### Study text
When Bob Plummer was young, heroin nearly ruined his life.
Through perseverance and support, however, he became drug-free and has remained that way for the past 42 years. Inspired by his past, he went on to create Pittsburgh’s first Narcotics Anonymous program, hoping he could stop others from ending up like him.
Still, Plummer couldn’t escape the physical impacts of his previous addiction. In 2013, he was diagnosed with liver cancer, which left him scrambling to get on the liver transplant waiting list.
Before seeking care at UPMC, Plummer was told by experts at other medical facilities that due to the progression of his illness, there was nothing they could do.
“They told me to go home and make a bucket list,” he said. “I wasn’t satisfied with that response. I wasn’t ready to give up.”
That’s when he decided to get a second opinion at UPMC, where he was told there was another option for him — living-donor liver transplant. This process involves a perfectly healthy person who willingly donates a portion of his or her liver to someone in need of a transplant. Due to the liver’s unique ability to regenerate, donors continue living a healthy life post-transplant.

### Information given
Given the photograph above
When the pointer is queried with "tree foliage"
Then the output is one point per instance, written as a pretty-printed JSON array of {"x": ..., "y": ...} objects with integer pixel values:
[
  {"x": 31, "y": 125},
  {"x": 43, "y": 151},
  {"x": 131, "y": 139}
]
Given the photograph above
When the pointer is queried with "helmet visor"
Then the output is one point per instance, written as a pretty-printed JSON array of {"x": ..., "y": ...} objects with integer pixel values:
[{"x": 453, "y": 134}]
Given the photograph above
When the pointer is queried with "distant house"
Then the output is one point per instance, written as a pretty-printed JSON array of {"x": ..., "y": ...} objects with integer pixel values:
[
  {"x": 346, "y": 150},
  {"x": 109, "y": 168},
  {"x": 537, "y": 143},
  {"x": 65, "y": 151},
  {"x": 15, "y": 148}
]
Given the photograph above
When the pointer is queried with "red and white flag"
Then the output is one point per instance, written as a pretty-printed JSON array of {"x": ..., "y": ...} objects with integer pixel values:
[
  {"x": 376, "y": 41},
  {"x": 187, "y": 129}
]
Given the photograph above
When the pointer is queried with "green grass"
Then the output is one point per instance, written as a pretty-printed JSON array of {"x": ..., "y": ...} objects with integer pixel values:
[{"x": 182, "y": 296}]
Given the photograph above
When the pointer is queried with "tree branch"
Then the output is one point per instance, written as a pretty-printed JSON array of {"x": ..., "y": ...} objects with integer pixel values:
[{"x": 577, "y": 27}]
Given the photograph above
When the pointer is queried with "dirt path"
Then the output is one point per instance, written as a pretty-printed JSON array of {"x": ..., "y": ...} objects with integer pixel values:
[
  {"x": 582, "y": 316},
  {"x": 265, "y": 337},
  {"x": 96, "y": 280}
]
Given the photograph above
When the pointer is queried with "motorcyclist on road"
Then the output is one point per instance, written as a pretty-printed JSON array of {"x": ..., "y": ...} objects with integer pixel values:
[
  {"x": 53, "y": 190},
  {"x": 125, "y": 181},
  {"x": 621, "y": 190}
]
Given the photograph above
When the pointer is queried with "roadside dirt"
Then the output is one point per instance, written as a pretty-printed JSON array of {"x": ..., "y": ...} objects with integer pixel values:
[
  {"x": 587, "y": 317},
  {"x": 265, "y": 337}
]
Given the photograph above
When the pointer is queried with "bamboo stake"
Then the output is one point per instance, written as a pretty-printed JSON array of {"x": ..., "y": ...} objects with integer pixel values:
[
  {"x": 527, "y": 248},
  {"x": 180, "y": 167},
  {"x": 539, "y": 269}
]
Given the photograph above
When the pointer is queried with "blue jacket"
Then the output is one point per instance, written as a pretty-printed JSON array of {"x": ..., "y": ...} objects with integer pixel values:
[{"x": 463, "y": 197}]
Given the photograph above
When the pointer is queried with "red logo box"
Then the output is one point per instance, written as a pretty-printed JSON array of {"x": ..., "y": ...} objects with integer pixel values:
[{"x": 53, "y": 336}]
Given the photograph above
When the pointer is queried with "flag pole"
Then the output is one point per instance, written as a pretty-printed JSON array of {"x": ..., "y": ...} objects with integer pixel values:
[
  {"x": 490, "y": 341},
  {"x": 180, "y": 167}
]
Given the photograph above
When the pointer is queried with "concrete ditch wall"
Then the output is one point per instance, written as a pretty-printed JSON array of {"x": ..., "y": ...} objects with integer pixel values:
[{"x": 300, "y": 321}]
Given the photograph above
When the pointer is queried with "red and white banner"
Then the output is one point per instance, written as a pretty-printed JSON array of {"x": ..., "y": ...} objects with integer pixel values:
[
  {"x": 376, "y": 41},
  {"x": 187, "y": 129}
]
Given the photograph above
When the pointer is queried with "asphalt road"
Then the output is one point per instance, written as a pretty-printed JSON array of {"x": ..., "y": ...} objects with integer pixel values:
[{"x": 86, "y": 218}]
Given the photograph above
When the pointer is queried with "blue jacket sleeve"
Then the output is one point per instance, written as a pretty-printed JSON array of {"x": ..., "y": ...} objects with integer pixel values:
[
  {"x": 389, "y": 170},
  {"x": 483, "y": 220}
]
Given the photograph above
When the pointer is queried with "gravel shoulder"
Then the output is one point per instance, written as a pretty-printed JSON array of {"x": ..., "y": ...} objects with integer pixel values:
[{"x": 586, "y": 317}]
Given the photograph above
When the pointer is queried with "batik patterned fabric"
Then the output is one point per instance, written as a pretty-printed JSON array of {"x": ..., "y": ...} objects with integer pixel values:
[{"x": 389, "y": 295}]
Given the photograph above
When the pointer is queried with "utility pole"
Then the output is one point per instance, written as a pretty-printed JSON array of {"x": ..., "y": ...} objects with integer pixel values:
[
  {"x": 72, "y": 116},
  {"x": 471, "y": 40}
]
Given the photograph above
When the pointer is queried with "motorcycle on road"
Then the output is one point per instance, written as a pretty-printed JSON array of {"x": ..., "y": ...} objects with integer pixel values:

### Assignment A
In the passage about Bob Plummer's liver transplant, why are living liver donors able to go on with a healthy life after giving part of the organ? Answer in one to three sentences.
### Assignment B
According to the passage about Bob Plummer, in what year was he diagnosed with liver cancer?
### Assignment C
Continue the passage about Bob Plummer's liver transplant from its last sentence.

### Expected output A
Living donors stay healthy after the transplant because the liver has a unique ability to regenerate. The portion a donor gives up grows back.

### Expected output B
He was diagnosed in 2013.

### Expected output C
Getting a liver donation from a living donor would allow Plummer to avoid the waiting list and get his life-saving transplant faster and in a healthier state. About 14,000 people are now on the waiting list for a liver transplant nationwide, and around 25 percent die before ever receiving an organ from a deceased donor.
“At that point, the transplant was my only option,” he said. “All I could do was hope that everything would be OK and that I would make it to surgery, which is why finding a living donor was so important.”
When trying to find a living donor, the first place Plummer looked was home. One afternoon, he sat down his daughter, Laura Plummer, 28, and son, Robert Plummer, 22, to see if they would be willing to donate, and they both said yes. Ultimately, it was Robert Plummer who ended up stepping forward to help save his dad through a living donor transplant.
“At first, I didn’t even know a living-donor liver transplant was possible,” Robert Plummer said. “I just wanted to help my dad, but the more I learned about it through UPMC, the more I realized how amazing the procedure really was.”
Despite his great health and spirits, when Robert Plummer went in for initial testing, the physicians discovered that he had an incompatible blood type to his dad’s. However, he was still eager to help and wanted to know what his other options were — if there were any at all.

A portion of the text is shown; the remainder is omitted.